List every line of the material below that contains the string "shadow", treating uppercase and lowercase letters as different.

______________________________

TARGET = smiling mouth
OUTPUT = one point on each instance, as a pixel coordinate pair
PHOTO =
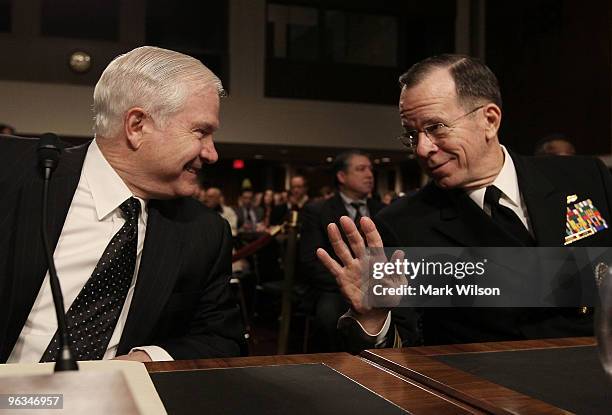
(191, 169)
(433, 169)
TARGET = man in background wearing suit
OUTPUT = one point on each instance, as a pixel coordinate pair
(144, 268)
(481, 194)
(354, 181)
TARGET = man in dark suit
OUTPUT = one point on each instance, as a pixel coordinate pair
(354, 181)
(249, 216)
(481, 194)
(159, 293)
(297, 197)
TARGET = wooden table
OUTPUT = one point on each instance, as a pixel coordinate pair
(419, 365)
(406, 393)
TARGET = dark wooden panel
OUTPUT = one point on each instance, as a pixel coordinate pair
(418, 364)
(408, 395)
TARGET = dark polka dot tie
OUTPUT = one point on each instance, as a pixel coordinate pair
(93, 315)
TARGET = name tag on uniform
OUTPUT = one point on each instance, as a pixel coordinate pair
(582, 220)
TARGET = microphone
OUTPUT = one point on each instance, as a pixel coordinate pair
(49, 151)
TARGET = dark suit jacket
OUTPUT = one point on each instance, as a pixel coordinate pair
(182, 300)
(435, 217)
(314, 218)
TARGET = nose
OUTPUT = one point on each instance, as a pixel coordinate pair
(208, 153)
(425, 146)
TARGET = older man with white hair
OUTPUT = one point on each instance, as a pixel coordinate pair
(144, 268)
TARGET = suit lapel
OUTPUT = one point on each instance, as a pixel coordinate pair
(545, 203)
(467, 224)
(157, 275)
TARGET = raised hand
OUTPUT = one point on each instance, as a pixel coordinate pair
(353, 274)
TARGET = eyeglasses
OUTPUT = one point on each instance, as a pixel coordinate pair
(434, 132)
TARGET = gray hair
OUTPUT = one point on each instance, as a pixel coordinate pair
(474, 81)
(157, 80)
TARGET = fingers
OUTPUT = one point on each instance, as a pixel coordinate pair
(398, 254)
(371, 233)
(338, 244)
(329, 263)
(353, 236)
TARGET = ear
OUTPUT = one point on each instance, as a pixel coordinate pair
(134, 122)
(492, 115)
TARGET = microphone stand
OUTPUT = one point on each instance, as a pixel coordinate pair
(65, 359)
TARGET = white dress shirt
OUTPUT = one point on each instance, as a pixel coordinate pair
(93, 219)
(507, 182)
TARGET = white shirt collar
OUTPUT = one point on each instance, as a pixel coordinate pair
(108, 190)
(506, 181)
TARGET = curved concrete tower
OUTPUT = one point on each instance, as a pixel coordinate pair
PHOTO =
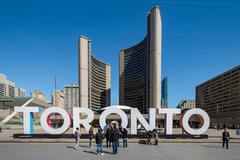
(94, 78)
(155, 44)
(140, 68)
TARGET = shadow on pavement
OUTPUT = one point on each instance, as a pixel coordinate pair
(91, 152)
(212, 146)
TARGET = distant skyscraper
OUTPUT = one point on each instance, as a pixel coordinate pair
(38, 95)
(20, 92)
(71, 97)
(58, 98)
(140, 68)
(186, 104)
(164, 100)
(220, 98)
(7, 87)
(94, 78)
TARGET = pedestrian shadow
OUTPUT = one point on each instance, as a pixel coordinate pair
(107, 152)
(84, 146)
(212, 146)
(71, 147)
(90, 152)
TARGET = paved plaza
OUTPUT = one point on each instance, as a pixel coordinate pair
(65, 151)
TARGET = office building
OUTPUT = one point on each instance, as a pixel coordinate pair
(164, 100)
(38, 95)
(7, 87)
(20, 92)
(220, 98)
(71, 97)
(140, 68)
(58, 98)
(94, 78)
(186, 104)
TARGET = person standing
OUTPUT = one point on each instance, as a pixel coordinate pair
(108, 137)
(149, 137)
(99, 138)
(124, 136)
(225, 138)
(114, 138)
(90, 136)
(155, 136)
(77, 137)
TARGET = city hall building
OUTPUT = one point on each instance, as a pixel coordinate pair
(220, 97)
(94, 78)
(140, 68)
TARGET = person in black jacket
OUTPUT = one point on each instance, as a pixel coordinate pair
(114, 138)
(99, 139)
(124, 136)
(225, 138)
(108, 137)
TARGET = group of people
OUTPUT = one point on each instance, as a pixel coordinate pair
(152, 135)
(111, 132)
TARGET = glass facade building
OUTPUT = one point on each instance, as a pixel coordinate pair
(140, 68)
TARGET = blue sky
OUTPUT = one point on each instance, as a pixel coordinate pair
(38, 40)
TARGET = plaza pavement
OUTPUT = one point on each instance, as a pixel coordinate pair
(65, 151)
(214, 137)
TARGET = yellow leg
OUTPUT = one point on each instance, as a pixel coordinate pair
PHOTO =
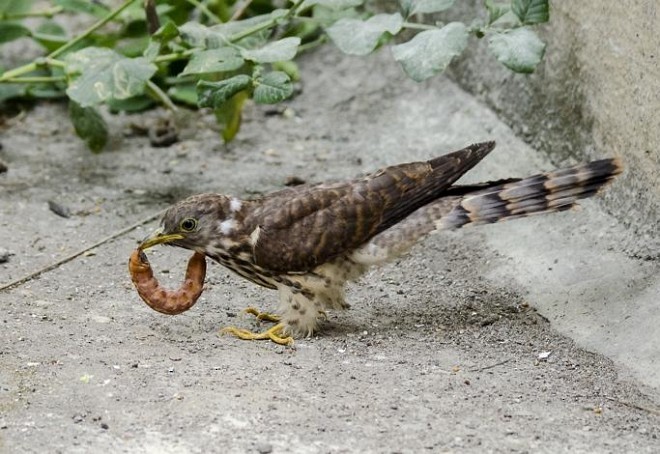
(275, 334)
(265, 316)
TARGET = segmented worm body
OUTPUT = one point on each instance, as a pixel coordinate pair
(169, 302)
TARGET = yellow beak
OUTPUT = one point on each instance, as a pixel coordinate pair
(157, 237)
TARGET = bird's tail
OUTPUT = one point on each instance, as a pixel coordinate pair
(490, 202)
(547, 192)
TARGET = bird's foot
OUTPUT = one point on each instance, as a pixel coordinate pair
(265, 316)
(275, 334)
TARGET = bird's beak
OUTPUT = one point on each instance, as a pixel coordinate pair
(157, 237)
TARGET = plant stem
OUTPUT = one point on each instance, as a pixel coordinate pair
(174, 56)
(50, 58)
(91, 29)
(45, 13)
(36, 80)
(207, 12)
(313, 44)
(419, 26)
(161, 95)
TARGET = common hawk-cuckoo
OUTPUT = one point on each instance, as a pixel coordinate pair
(307, 241)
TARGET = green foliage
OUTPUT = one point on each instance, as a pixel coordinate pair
(234, 51)
(431, 51)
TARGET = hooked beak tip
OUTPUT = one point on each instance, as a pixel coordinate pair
(157, 237)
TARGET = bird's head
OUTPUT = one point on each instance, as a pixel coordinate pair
(191, 223)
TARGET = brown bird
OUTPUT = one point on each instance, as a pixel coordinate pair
(306, 242)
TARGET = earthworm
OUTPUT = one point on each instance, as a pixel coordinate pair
(169, 302)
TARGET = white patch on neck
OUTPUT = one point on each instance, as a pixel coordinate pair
(227, 226)
(254, 236)
(235, 205)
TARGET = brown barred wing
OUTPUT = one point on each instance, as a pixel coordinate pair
(301, 229)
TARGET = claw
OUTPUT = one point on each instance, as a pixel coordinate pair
(275, 334)
(265, 316)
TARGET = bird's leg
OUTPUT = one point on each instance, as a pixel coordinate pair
(275, 334)
(262, 315)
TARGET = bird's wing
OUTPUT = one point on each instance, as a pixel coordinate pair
(301, 228)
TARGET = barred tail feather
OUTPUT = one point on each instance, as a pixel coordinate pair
(553, 191)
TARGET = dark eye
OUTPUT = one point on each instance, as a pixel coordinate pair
(188, 225)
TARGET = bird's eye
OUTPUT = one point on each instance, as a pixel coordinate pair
(188, 225)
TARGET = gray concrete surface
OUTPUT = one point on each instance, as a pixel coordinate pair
(439, 352)
(596, 93)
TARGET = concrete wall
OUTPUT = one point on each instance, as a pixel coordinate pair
(596, 94)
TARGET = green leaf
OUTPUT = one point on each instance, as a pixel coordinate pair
(431, 51)
(356, 37)
(184, 93)
(289, 67)
(15, 6)
(531, 11)
(10, 91)
(89, 126)
(84, 6)
(519, 49)
(281, 50)
(272, 88)
(9, 31)
(104, 74)
(495, 10)
(335, 5)
(229, 115)
(410, 7)
(194, 34)
(214, 61)
(51, 35)
(214, 94)
(166, 32)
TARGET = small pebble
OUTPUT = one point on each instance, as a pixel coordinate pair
(264, 448)
(4, 255)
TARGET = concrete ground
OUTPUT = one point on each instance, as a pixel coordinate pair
(530, 336)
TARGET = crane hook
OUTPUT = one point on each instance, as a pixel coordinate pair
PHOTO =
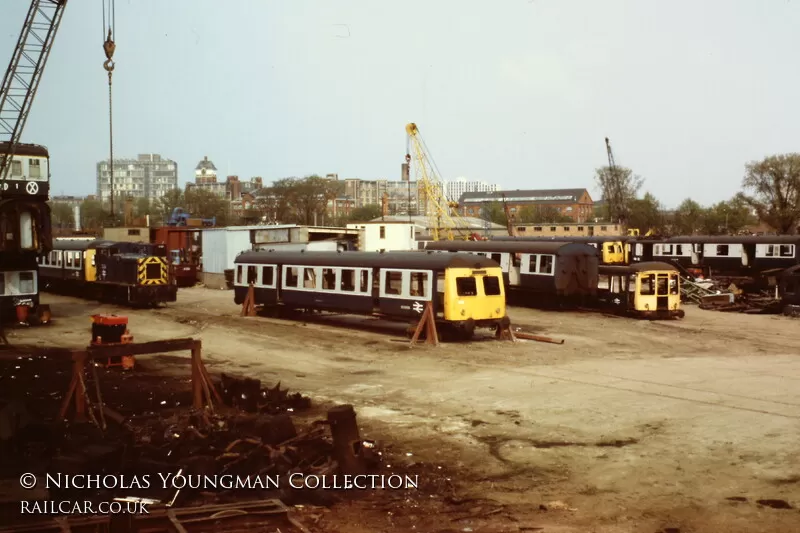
(108, 48)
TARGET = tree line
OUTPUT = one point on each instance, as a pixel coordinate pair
(770, 193)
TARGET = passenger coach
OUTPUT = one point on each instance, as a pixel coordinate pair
(466, 292)
(613, 250)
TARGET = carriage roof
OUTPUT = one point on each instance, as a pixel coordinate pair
(406, 260)
(635, 268)
(564, 238)
(525, 247)
(726, 239)
(73, 244)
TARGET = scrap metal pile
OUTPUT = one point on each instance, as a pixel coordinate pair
(733, 299)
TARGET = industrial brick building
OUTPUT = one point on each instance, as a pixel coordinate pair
(576, 204)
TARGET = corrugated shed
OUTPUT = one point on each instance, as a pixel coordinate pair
(222, 245)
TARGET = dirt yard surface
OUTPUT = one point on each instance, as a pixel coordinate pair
(630, 426)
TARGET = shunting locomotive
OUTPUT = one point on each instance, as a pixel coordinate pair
(466, 292)
(122, 272)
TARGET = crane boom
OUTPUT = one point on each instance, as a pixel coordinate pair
(432, 196)
(25, 72)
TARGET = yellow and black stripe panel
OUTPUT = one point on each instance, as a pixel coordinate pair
(153, 271)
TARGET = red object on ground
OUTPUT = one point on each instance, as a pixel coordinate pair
(110, 320)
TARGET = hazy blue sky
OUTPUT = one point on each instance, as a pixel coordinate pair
(520, 93)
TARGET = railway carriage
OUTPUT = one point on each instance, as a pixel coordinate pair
(613, 250)
(732, 256)
(647, 290)
(123, 272)
(466, 292)
(557, 271)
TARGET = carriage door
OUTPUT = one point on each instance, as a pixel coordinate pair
(662, 292)
(748, 254)
(696, 253)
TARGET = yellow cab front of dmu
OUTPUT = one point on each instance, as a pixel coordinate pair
(465, 292)
(646, 290)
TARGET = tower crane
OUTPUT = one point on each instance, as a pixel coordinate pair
(443, 213)
(24, 73)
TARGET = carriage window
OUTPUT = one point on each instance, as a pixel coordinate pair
(546, 264)
(648, 285)
(466, 286)
(394, 282)
(662, 284)
(292, 274)
(491, 286)
(267, 275)
(309, 278)
(419, 282)
(348, 280)
(328, 279)
(34, 168)
(26, 282)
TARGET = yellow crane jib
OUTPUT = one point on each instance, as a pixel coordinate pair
(432, 198)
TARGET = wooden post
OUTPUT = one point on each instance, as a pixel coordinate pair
(427, 321)
(78, 367)
(249, 305)
(346, 439)
(197, 378)
(504, 332)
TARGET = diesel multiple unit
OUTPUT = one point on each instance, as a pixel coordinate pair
(465, 292)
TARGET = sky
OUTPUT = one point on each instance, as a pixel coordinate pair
(520, 93)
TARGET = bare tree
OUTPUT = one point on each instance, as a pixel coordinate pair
(620, 187)
(772, 189)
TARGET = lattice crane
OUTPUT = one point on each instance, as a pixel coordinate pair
(431, 197)
(25, 72)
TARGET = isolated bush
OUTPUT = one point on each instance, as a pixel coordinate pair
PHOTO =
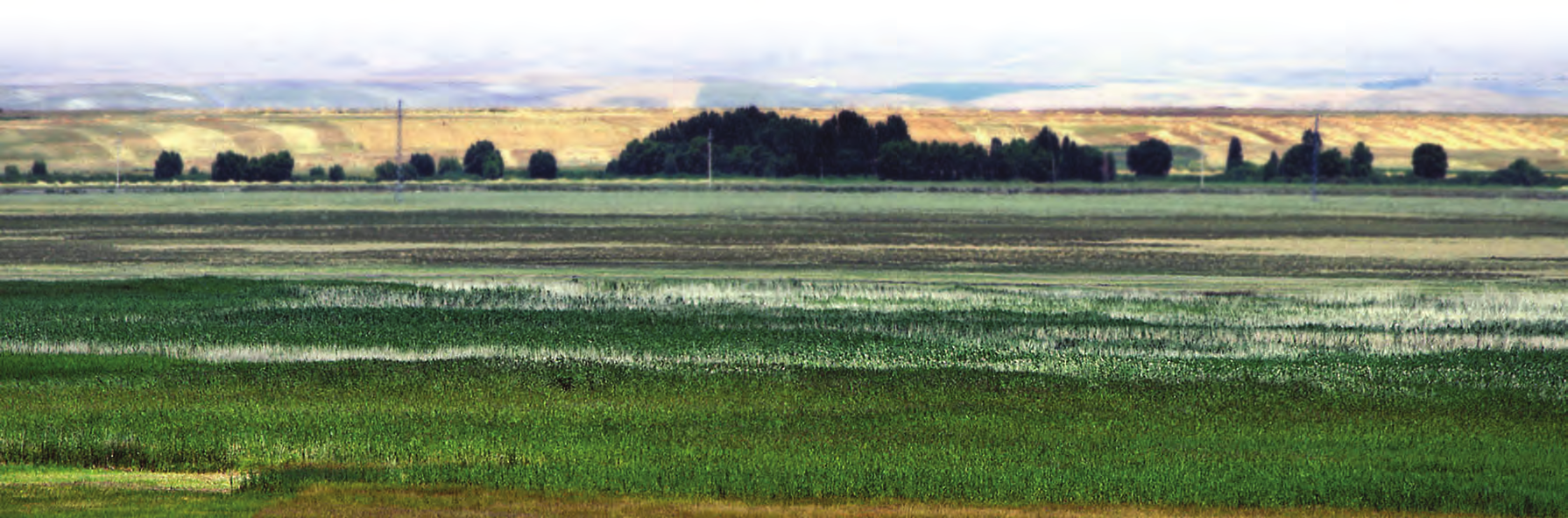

______________________________

* Complete response:
TARGET = shadow on pavement
TARGET = pedestrian shadow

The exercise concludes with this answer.